Give back, word for word, everything in the LTE testing and basestation amp notes below from "Tim Ryan of" down to "one good solution.".

# [Passage for review]
== == ==
Richard Davies of Alcatel-Lucent gave an update on LTE testing under what is called the LTE/SAE (System Architecture Evolution) Initiative (LSTI). This process has driven the operators and vendors of LTE equipment. Major testing will probably wrap up in late 2008 or early 2009 with customer trials in 2009. First implementation in basestations and handsets is not expected until 2010. Lab test show that with 1x2 single-input multiple-output (SIMO) downlink data rates have hit 88.7 Mb/s. Rates of 172.8 and 326.4 Mb/s have been achieved with 2x2 and 4x4 MIMO. Much lower data rates are expect in the real world but the potential is really there. Uplink rates are roughly half the downlink rates.
Tim Ryan of Optichron talked about the need for broadband power amps for basestations. There is need to maintain the GSM/EDGE capability while providing for 3G technologies like UMTS WCDDMA and HSDPA. Multi-carrier amps are the solution. Another need is for an increase in efficiency as PAs account for a huge portion of the power drain in a basestation. Optichron's digital pre-distortion linearization chips provide one good solution.
== == ==
# [Data extracts]
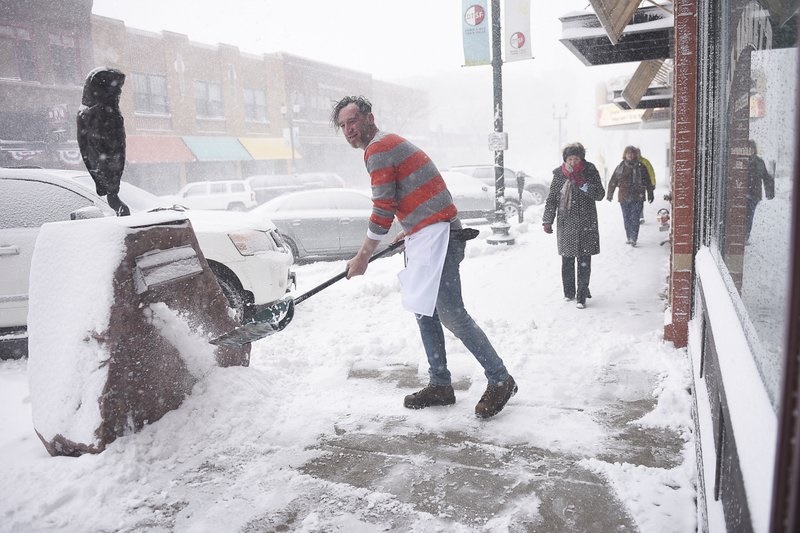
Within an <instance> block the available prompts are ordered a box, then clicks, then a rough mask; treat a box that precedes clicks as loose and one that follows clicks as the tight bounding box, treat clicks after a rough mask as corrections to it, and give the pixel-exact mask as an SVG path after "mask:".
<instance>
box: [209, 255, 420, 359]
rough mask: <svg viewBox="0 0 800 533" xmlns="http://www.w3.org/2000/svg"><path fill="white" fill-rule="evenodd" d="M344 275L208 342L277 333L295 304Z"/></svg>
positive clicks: (257, 317) (344, 273) (290, 296)
mask: <svg viewBox="0 0 800 533" xmlns="http://www.w3.org/2000/svg"><path fill="white" fill-rule="evenodd" d="M403 242H404V241H403V240H399V241H397V242H395V243H393V244H391V245H390V246H389V247H388V248H386V249H384V250H381V251H380V252H378V253H376V254H374V255H373V256H372V257H370V258H369V262H370V263H371V262H373V261H374V260H376V259H378V258H379V257H383V256H384V255H387V254H389V253H391V252H393V251H395V250H396V249H398V248H399V247H400V246H402V245H403ZM345 277H347V270H345V271H344V272H342V273H341V274H337V275H336V276H334V277H332V278H331V279H329V280H328V281H325V282H324V283H321V284H319V285H317V286H316V287H314V288H313V289H311V290H310V291H308V292H306V293H304V294H301V295H300V296H298V297H297V298H292V297H291V296H285V297H284V298H283V299H281V300H279V301H277V302H275V303H274V304H272V305H270V306H269V307H266V308H265V309H263V310H261V311H259V312H258V313H256V314H255V315H253V320H251V321H250V322H248V323H246V324H242V325H241V326H239V327H238V328H236V329H234V330H232V331H229V332H227V333H223V334H222V335H220V336H219V337H216V338H214V339H211V340H210V341H209V342H210V343H211V344H215V345H217V346H240V345H242V344H247V343H249V342H253V341H257V340H259V339H263V338H264V337H267V336H269V335H272V334H273V333H277V332H278V331H280V330H282V329H283V328H285V327H286V326H287V325H288V324H289V322H291V321H292V317H294V306H295V305H297V304H299V303H300V302H302V301H303V300H305V299H307V298H310V297H311V296H314V295H315V294H317V293H318V292H319V291H321V290H322V289H324V288H326V287H329V286H330V285H333V284H334V283H336V282H337V281H339V280H340V279H343V278H345Z"/></svg>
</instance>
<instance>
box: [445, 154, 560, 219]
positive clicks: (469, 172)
mask: <svg viewBox="0 0 800 533" xmlns="http://www.w3.org/2000/svg"><path fill="white" fill-rule="evenodd" d="M494 169H495V167H494V165H459V166H455V167H451V168H449V169H448V170H452V171H455V172H462V173H464V174H468V175H470V176H472V177H473V178H477V179H479V180H481V181H482V182H483V183H485V184H486V185H489V186H490V187H492V189H494V181H495V170H494ZM518 176H521V177H522V178H524V186H523V189H524V191H525V192H523V194H522V208H523V209H527V208H528V207H529V205H541V204H543V203H544V201H545V200H546V199H547V194H548V193H549V192H550V180H549V179H542V178H538V177H535V176H531V175H530V174H527V173H525V172H523V171H518V172H514V171H513V170H511V169H510V168H508V167H503V180H504V181H505V198H506V201H507V202H515V203H517V204H519V190H518V187H517V177H518ZM526 192H527V194H525V193H526ZM509 215H513V216H517V215H516V213H511V212H510V210H509V209H507V210H506V216H509Z"/></svg>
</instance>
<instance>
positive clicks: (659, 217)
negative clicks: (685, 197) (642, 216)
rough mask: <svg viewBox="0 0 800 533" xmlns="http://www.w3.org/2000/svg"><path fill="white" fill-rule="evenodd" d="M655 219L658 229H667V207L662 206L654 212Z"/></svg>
mask: <svg viewBox="0 0 800 533" xmlns="http://www.w3.org/2000/svg"><path fill="white" fill-rule="evenodd" d="M656 220H657V221H658V231H669V209H667V208H666V207H662V208H661V209H659V210H658V213H656Z"/></svg>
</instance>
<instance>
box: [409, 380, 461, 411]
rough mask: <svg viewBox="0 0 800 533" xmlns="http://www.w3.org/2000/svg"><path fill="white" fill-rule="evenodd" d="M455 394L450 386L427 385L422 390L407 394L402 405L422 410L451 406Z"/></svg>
mask: <svg viewBox="0 0 800 533" xmlns="http://www.w3.org/2000/svg"><path fill="white" fill-rule="evenodd" d="M454 403H456V394H455V392H453V386H452V385H430V384H429V385H428V386H427V387H425V388H424V389H422V390H420V391H417V392H415V393H414V394H409V395H408V396H406V399H405V400H404V401H403V405H404V406H406V407H407V408H409V409H423V408H425V407H431V406H433V405H453V404H454Z"/></svg>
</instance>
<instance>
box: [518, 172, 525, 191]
mask: <svg viewBox="0 0 800 533" xmlns="http://www.w3.org/2000/svg"><path fill="white" fill-rule="evenodd" d="M524 188H525V173H524V172H522V171H518V172H517V189H519V190H520V191H522V189H524ZM520 194H522V193H520Z"/></svg>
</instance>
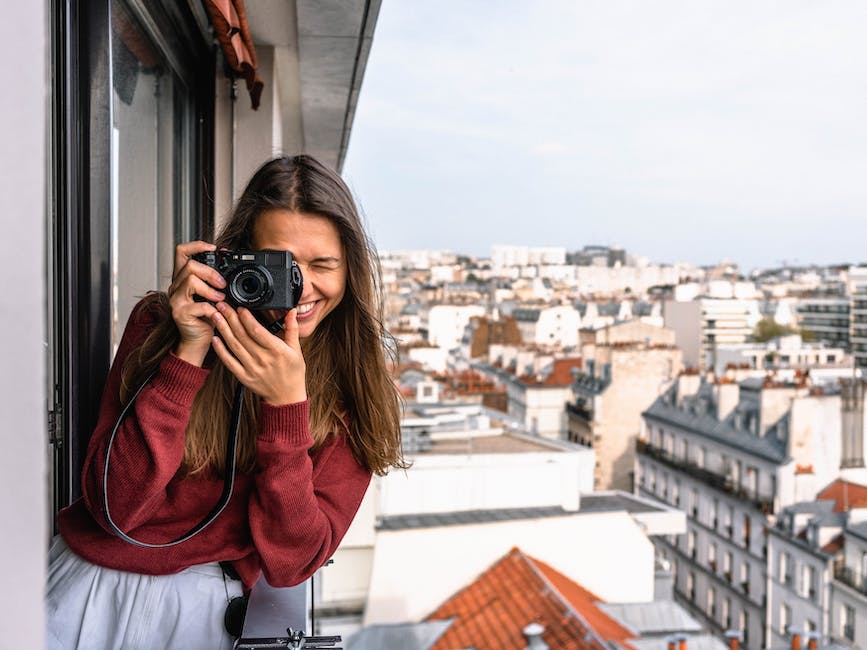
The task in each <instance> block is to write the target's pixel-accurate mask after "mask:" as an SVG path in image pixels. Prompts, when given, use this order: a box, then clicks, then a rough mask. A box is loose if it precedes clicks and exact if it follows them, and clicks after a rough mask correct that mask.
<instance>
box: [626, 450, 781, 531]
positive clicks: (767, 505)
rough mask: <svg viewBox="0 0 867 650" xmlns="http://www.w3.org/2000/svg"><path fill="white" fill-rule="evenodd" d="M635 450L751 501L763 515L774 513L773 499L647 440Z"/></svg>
mask: <svg viewBox="0 0 867 650" xmlns="http://www.w3.org/2000/svg"><path fill="white" fill-rule="evenodd" d="M635 450H636V451H637V452H638V453H639V454H644V455H645V456H648V457H650V458H653V459H654V460H656V461H658V462H660V463H662V464H663V465H666V466H667V467H670V468H672V469H674V470H677V471H679V472H683V473H684V474H687V475H689V476H692V477H693V478H696V479H698V480H700V481H701V482H703V483H706V484H707V485H709V486H711V487H712V488H716V489H717V490H720V491H721V492H725V493H726V494H730V495H731V496H734V497H737V498H739V499H743V500H744V501H749V502H750V503H752V504H753V505H754V506H755V507H756V509H757V510H759V511H760V512H762V513H763V514H766V515H770V514H773V512H774V503H773V501H772V500H771V499H760V498H758V497H757V496H756V495H755V494H754V493H753V494H751V493H750V491H748V490H747V489H746V488H743V487H740V486H737V485H735V484H734V482H733V481H732V480H731V479H730V478H728V477H726V476H721V475H720V474H716V473H714V472H711V471H710V470H707V469H705V468H703V467H698V466H697V465H694V464H693V463H690V462H688V461H686V460H683V459H677V458H674V457H673V456H672V455H671V454H669V453H668V452H666V451H665V450H663V449H660V448H659V447H655V446H654V445H651V444H650V443H649V442H647V441H646V440H640V439H639V440H637V441H636V442H635Z"/></svg>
== == ==
# [Finished exercise]
Tim Ryan of Optichron talked about the need for broadband power amps for basestations. There is need to maintain the GSM/EDGE capability while providing for 3G technologies like UMTS WCDDMA and HSDPA. Multi-carrier amps are the solution. Another need is for an increase in efficiency as PAs account for a huge portion of the power drain in a basestation. Optichron's digital pre-distortion linearization chips provide one good solution.